==== EXCERPTED PASSAGE ====
Justice Perlas Bernabe’s swing vote | Inquirer Opinion
Sisyphus’ Lament

Justice Perlas Bernabe’s swing vote

Low-key Justice Estela Perlas Bernabe is our US Justice Anthony Kennedy. His swing vote is so crucial it legalized same-sex marriage. A New York Times editorial begged him not to retire, lest President Donald Trump appoint an ultraconservative successor.

Agence France-Presse correspondent Ayee Macaraig asked me whether decisions are influenced by which president appointed which Supreme Court justice. I replied one should not focus on this.

A case cannot be reversed merely by citing who appointed who, instead of dissecting legal arguments.


I was happy she was conscious of this. Media can unintentionally dumb down legal debates with analysis by conspiracy theory. I am proud Inquirer news reports do not stoop to this.


There is a persistent narrative that justices appointed by former president Gloria Macapagal Arroyo vote as a bloc—except Acting Chief Justice Antonio Carpio, who is a force unto himself—and President Duterte’s appointees continue the pattern.
Carpio and President Benigno Aquino III’s five appointees vote against them. The alleged 9-6 equilibrium entrenches Mr. Duterte’s agenda.

But Bernabe, an Aquino appointee and former Court of Appeals justice, breaks the conspiracy theory.

She first took the spotlight as lead justice in the 2013 pork barrel case. She is all business, floating no sound bites that beg to make headlines.

De Lima’s 2017 case ended 9-6. Where many publications (not the Inquirer) cited the above pattern, I framed that career judges outvoted the private lawyers and academics.
====
== STATED GOAL ==
In the opinion column on Justice Perlas Bernabe, in which case did she first take the spotlight as lead justice?
==== DATA SUPPLIED ====
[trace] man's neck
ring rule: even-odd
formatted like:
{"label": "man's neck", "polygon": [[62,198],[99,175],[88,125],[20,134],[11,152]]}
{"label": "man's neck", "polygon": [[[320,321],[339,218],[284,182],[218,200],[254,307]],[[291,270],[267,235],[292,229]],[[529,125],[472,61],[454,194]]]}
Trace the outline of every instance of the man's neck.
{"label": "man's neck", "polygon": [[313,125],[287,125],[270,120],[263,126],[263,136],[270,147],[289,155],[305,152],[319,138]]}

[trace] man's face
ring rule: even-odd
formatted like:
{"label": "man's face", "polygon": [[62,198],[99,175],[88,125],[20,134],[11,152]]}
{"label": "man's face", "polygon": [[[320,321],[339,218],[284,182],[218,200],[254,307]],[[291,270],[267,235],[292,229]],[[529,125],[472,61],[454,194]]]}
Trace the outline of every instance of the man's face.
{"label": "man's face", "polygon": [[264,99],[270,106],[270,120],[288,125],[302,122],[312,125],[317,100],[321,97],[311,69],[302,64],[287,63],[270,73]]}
====
==== DATA SUPPLIED ====
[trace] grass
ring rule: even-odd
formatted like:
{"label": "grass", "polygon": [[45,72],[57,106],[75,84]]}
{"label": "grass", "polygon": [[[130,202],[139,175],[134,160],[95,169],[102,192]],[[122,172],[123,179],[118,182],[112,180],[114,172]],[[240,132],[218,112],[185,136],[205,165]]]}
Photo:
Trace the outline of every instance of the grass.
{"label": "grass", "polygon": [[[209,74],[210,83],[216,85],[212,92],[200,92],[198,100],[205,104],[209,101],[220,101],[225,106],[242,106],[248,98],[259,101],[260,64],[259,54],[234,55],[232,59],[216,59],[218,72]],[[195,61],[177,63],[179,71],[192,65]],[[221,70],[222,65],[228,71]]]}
====
== COMPLETED EXERCISE ==
The 2013 pork barrel case.